Data in this exercise
====
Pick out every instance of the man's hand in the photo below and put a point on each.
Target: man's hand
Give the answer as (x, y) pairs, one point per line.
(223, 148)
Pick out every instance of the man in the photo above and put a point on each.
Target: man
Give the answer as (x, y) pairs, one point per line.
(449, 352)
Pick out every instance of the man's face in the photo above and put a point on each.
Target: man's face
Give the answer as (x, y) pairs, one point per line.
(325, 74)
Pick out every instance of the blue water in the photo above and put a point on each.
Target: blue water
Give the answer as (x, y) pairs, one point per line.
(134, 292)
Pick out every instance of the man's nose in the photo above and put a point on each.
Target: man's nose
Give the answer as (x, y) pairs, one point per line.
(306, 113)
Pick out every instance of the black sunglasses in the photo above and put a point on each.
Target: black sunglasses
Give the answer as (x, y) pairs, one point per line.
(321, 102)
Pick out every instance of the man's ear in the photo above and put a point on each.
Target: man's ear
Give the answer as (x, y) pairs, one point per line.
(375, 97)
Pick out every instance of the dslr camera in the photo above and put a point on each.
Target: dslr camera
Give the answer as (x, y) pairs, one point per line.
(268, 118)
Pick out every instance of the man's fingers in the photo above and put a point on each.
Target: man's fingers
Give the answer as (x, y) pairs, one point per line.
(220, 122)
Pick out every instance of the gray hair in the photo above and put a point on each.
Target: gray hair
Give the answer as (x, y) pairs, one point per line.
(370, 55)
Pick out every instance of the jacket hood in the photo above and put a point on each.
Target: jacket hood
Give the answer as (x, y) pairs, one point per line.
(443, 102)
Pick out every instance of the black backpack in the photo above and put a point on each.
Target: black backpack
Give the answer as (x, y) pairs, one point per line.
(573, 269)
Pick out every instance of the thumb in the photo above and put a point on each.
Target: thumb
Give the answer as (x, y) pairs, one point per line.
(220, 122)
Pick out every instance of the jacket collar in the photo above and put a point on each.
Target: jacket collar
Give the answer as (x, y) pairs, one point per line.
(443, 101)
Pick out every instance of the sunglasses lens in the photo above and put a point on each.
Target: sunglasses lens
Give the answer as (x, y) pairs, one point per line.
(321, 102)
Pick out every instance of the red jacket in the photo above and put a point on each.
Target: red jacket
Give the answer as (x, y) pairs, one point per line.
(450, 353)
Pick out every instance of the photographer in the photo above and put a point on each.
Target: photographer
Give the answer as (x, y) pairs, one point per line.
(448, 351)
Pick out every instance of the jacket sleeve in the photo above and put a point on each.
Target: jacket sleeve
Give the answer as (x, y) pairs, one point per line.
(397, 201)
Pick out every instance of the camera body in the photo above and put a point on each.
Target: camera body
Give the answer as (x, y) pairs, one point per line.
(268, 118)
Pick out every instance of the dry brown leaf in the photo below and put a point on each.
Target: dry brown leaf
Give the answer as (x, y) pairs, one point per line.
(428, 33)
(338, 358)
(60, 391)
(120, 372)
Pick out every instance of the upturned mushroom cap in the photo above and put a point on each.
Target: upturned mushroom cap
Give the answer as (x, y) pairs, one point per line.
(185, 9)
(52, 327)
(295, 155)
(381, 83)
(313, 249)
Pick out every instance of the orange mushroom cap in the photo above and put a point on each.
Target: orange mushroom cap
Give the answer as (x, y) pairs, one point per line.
====
Action item
Each line of the listing should be retyped exactly, with nothing left out.

Answer space
Pick out every instance of the man's hand in the photo below and put a point on each.
Target: man's hand
Give the answer as (x, y) pairs, one point per line.
(223, 148)
Pick out every instance of the man in the photo above and put a point on each.
Target: man
Give the answer as (x, y) pairs, one point per line.
(449, 352)
Pick out every instance of the man's face in the photo above and put a point on each.
Target: man's face
Give the answer as (x, y) pairs, one point per line.
(325, 74)
Pick out every instance of the blue water in the photo above and put a point on each.
Target: blue water
Give the answer as (x, y) pairs, one point per line.
(134, 292)
Pick out every instance of the man's nose in the photo above and put a point on each.
Target: man's nose
Give the answer as (x, y) pairs, one point per line.
(306, 113)
Pick out every instance of the black sunglasses in the photo above and put a point on each.
Target: black sunglasses
Give the answer as (x, y) pairs, one point per line.
(321, 102)
Pick out every instance of the man's ear in the photo above and put a point on each.
Target: man's ear
Give the answer as (x, y) pairs, one point per line.
(375, 97)
Pick out every instance of the dslr camera in the photo above and put a point on each.
Target: dslr camera
Give the answer as (x, y) pairs, one point per line.
(268, 118)
Pick out every instance of the man's fingers in the photo above and put a point on each.
Target: man's fingers
Give the answer as (x, y) pairs, one point per line.
(220, 122)
Pick out every instance of the gray hair in the photo above and put a point on each.
Target: gray hair
Give the answer as (x, y) pairs, one point per line.
(370, 55)
Pick out every instance of the jacket hood in the photo above and put a point on each.
Target: jacket hood
Give the answer as (x, y) pairs, one point per line.
(443, 102)
Pick out every instance of the black backpack in the photo above and put a point on each.
Target: black backpack
Give the answer as (x, y) pairs, one point per line.
(573, 269)
Pick out every instance of the thumb in the photo above and put a point on each.
Target: thumb
Give the answer as (x, y) pairs, one point per line.
(220, 122)
Pick out every instance of the jacket collar in the photo above and put a point on each.
Target: jacket collar
Give the answer as (x, y) pairs, one point per line.
(443, 101)
Pick out every instance of the sunglasses lens in the photo above and put a point on each.
Target: sunglasses lens
Give the answer as (x, y) pairs, one point per line.
(321, 102)
Pick out every instance of the red jacket in the photo above and put a point on each.
Target: red jacket
Give the answer as (x, y) pairs, one point per line.
(450, 353)
Pick out every instance of the photographer in the photo above and put a point on each.
Target: photographer
Give the answer as (x, y) pairs, one point per line.
(448, 351)
Pick out every instance of the jacket sleeve in the photo above and put a point on each.
Target: jacket sleeve
Give the answer as (x, y) pairs, one point per line.
(397, 201)
Pick out every instance of the camera body in the photo above and put a point on each.
Target: camera body
Give the answer as (x, y) pairs, one point per line.
(268, 118)
Pick out every instance of the dry brown leaf in the photo below and put a point on each.
Target: dry brown leaf
Give the answer as (x, y) pairs, one point per line.
(428, 33)
(338, 358)
(60, 391)
(120, 372)
Pick out every instance of the upturned mushroom cap in the photo above and put a point on each.
Target: upturned mushroom cap
Give the answer as (x, y) pairs, one point per line.
(185, 9)
(52, 327)
(295, 155)
(381, 83)
(313, 249)
Pick out every instance of the orange mushroom cap in the photo above and put a point on each.
Target: orange mushroom cap
Give the answer as (x, y) pairs, one point per line.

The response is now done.